### Work item
Which lines in the records below contain the word "duck"? Copy each one out.

• • • • • • •

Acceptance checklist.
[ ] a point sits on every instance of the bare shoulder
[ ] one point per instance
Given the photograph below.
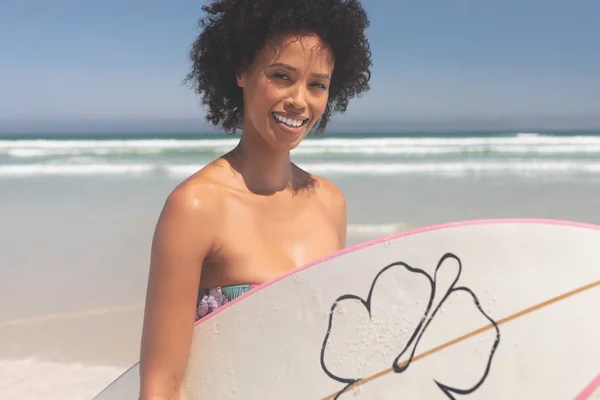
(330, 194)
(190, 212)
(334, 202)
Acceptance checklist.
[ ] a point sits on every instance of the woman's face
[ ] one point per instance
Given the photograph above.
(286, 89)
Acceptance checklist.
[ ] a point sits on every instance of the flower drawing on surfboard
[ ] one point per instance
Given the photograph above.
(408, 316)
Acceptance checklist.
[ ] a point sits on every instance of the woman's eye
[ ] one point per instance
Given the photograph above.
(281, 76)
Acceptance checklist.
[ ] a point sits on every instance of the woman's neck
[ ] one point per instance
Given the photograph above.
(265, 171)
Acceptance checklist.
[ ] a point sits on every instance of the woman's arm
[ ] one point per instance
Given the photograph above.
(182, 240)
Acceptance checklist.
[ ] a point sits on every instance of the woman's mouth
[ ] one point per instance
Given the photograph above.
(288, 123)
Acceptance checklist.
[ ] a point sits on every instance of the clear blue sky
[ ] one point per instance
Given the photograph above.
(110, 63)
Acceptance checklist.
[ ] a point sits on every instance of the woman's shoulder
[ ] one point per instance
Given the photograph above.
(198, 195)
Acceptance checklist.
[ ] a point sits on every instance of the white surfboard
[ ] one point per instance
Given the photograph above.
(498, 309)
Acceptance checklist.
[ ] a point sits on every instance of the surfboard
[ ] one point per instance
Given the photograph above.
(493, 309)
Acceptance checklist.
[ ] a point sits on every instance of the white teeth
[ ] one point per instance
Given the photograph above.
(288, 121)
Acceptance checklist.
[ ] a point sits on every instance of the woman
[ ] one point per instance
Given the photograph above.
(276, 69)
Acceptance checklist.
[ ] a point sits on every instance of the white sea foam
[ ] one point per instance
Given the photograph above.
(519, 144)
(33, 380)
(19, 170)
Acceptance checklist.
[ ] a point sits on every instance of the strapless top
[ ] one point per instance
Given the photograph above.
(211, 299)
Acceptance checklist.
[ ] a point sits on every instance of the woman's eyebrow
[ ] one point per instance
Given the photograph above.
(292, 69)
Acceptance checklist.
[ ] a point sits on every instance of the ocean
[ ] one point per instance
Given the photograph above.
(77, 214)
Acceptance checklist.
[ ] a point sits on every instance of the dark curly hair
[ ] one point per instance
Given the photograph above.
(233, 31)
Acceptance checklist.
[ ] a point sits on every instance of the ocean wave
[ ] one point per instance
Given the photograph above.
(520, 144)
(436, 168)
(32, 380)
(376, 230)
(458, 168)
(20, 170)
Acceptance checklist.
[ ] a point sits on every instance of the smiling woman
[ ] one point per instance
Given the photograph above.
(276, 70)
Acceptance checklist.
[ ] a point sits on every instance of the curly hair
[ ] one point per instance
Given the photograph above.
(234, 31)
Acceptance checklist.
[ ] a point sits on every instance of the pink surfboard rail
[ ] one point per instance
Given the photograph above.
(399, 235)
(583, 395)
(590, 390)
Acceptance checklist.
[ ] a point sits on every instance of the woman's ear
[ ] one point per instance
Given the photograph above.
(240, 78)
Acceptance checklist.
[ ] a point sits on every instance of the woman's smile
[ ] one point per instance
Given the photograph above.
(289, 123)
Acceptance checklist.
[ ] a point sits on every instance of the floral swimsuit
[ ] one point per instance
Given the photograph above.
(211, 299)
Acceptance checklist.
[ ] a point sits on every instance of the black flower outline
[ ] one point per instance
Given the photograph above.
(419, 330)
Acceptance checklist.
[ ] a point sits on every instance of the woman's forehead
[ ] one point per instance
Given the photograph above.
(299, 51)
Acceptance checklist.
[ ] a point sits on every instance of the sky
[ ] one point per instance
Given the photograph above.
(446, 64)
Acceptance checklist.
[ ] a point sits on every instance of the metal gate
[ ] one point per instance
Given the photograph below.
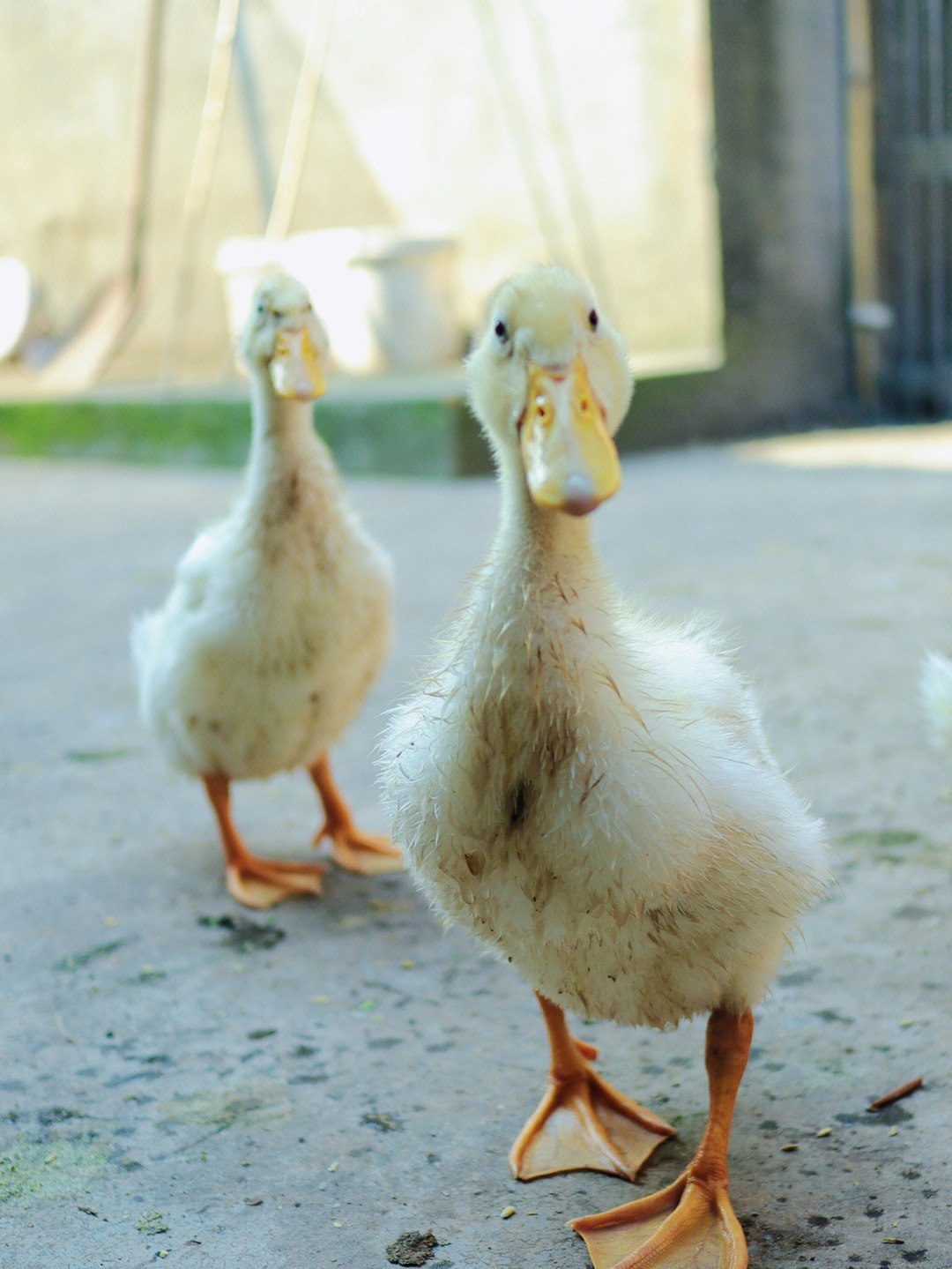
(913, 74)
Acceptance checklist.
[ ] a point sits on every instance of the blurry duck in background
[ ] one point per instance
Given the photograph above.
(280, 616)
(591, 794)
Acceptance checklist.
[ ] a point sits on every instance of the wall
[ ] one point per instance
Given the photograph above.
(781, 184)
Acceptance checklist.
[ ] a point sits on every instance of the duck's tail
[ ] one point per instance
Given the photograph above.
(936, 691)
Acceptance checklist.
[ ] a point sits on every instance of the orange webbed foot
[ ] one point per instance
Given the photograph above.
(265, 882)
(686, 1226)
(584, 1122)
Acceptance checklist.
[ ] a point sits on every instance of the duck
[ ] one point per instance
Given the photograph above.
(279, 618)
(590, 792)
(936, 694)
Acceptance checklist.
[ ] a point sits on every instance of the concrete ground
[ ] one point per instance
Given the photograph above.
(184, 1081)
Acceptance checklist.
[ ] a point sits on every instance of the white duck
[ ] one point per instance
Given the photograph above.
(590, 792)
(279, 618)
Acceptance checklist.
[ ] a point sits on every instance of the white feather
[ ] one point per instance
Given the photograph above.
(588, 792)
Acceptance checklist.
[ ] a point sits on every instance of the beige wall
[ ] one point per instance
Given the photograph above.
(525, 130)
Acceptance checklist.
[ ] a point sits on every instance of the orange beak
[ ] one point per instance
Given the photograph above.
(295, 366)
(570, 461)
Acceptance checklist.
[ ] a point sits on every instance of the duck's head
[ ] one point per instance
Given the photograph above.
(550, 384)
(284, 339)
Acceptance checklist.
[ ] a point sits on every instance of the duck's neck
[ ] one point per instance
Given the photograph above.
(283, 439)
(541, 542)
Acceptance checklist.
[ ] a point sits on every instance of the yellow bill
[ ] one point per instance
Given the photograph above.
(570, 461)
(295, 366)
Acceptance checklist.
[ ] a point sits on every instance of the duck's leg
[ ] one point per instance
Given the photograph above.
(691, 1223)
(582, 1122)
(250, 879)
(353, 849)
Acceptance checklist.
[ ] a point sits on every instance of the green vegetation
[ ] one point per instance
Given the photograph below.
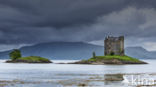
(15, 54)
(16, 57)
(121, 58)
(34, 59)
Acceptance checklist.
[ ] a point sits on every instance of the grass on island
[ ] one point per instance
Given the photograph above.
(34, 59)
(110, 57)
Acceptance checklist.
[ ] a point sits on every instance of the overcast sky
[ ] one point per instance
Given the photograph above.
(26, 22)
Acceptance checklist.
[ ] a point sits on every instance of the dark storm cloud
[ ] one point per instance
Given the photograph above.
(35, 21)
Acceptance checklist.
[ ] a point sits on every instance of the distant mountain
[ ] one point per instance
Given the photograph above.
(74, 50)
(60, 50)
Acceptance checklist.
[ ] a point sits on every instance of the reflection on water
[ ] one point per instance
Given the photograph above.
(55, 75)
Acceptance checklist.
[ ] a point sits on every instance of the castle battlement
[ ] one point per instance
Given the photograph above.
(114, 45)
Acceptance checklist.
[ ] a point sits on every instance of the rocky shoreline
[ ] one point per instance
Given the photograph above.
(104, 60)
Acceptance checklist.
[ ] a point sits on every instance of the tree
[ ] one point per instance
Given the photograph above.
(15, 54)
(94, 54)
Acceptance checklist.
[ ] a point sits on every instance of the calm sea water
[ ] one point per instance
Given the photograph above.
(58, 75)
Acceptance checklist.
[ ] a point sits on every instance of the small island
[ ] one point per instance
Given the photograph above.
(111, 59)
(16, 57)
(114, 54)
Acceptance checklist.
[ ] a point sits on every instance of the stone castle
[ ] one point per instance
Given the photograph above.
(114, 45)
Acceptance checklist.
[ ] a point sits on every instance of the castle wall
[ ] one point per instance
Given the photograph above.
(114, 45)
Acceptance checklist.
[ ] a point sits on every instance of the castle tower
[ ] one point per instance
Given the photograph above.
(114, 45)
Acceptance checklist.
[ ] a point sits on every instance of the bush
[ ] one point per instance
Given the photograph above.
(15, 54)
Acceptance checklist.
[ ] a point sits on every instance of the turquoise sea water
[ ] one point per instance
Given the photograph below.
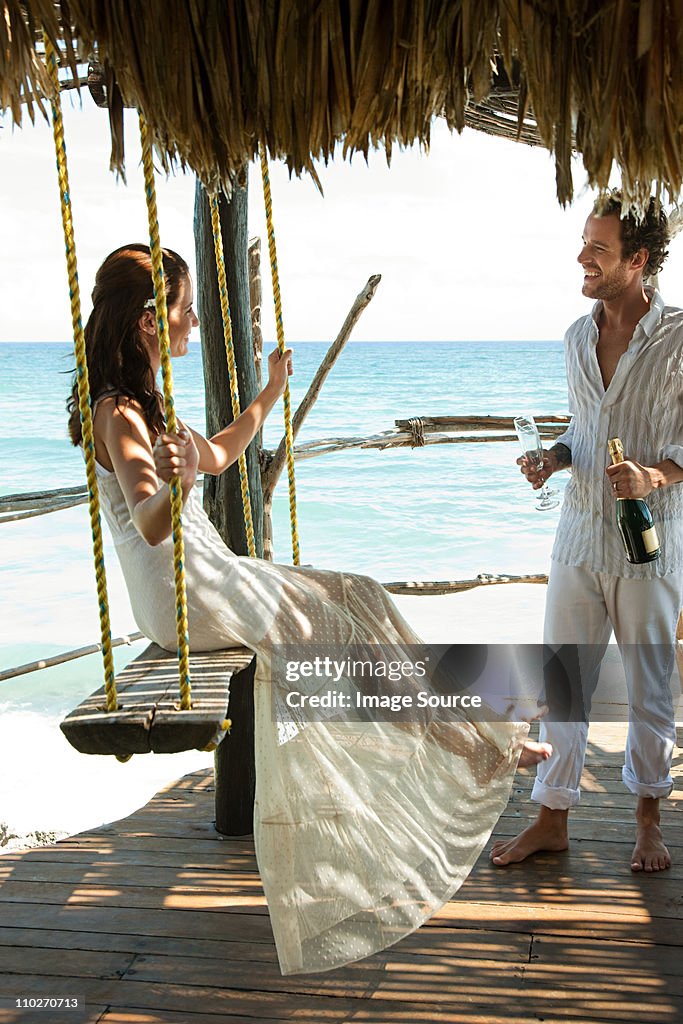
(434, 513)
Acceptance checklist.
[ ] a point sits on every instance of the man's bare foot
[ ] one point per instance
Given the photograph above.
(649, 853)
(548, 833)
(534, 753)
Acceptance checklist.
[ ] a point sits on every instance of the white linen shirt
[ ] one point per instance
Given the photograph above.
(643, 406)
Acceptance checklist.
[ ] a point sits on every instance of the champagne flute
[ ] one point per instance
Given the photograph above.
(529, 440)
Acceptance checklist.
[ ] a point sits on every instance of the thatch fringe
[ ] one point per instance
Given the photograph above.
(215, 79)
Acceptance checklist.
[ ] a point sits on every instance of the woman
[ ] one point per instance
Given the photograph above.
(363, 829)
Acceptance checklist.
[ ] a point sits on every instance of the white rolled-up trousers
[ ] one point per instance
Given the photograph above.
(584, 607)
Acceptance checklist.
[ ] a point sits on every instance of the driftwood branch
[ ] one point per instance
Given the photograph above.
(411, 438)
(456, 586)
(274, 468)
(274, 465)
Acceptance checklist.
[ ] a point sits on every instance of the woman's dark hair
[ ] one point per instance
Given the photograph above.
(118, 358)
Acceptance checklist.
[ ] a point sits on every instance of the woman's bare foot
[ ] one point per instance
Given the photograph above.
(548, 833)
(534, 753)
(649, 853)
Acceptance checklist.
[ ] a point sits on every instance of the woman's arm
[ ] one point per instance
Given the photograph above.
(122, 439)
(216, 454)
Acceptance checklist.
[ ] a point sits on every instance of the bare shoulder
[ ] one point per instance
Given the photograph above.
(120, 412)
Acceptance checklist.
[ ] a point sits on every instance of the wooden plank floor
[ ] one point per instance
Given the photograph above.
(156, 920)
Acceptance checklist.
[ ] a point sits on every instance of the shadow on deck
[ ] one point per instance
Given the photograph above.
(157, 919)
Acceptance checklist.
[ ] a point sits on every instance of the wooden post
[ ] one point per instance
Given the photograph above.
(236, 776)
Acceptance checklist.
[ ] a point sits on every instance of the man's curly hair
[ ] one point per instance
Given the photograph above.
(648, 231)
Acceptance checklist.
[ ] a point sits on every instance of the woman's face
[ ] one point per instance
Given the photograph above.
(181, 318)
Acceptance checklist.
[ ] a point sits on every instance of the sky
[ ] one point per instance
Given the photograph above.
(469, 238)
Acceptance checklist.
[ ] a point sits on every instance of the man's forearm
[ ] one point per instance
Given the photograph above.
(562, 456)
(663, 474)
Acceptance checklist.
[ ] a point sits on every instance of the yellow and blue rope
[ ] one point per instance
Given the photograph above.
(171, 422)
(84, 403)
(289, 438)
(231, 368)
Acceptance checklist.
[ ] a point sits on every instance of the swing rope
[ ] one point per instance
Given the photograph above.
(175, 487)
(84, 403)
(289, 437)
(231, 367)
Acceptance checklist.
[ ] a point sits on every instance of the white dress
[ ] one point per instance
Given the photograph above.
(363, 830)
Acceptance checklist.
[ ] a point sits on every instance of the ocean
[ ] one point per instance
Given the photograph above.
(443, 512)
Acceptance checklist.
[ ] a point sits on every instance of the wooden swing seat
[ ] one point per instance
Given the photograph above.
(148, 717)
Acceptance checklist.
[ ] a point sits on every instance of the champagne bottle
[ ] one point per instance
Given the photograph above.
(634, 519)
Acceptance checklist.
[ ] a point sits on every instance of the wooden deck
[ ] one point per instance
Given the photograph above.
(156, 919)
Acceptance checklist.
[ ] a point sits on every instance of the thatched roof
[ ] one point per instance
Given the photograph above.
(216, 77)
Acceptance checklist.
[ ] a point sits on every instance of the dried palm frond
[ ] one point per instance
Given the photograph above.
(216, 79)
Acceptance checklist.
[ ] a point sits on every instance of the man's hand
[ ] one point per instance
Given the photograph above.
(537, 477)
(630, 479)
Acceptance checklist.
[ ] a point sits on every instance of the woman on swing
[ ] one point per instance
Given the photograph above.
(363, 829)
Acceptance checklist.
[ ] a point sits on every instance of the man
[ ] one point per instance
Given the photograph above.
(625, 370)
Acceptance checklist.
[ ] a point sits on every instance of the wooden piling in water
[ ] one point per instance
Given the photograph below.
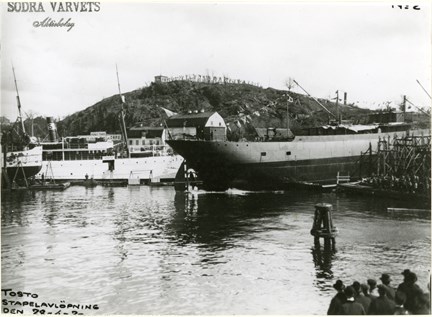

• • • • • • •

### Result below
[ ] a point sits on every instance of the blurry duck in background
[ ] a point sits on every instance of the duck's tail
[ ] a point sits on every instance of the duck
[ ] a point sits on every instance of the white duck
[ ] a point sits on every instance of the duck's head
[ ] a point sits on every instance of the duck's neck
[ ] a point sits on every instance of the duck's leg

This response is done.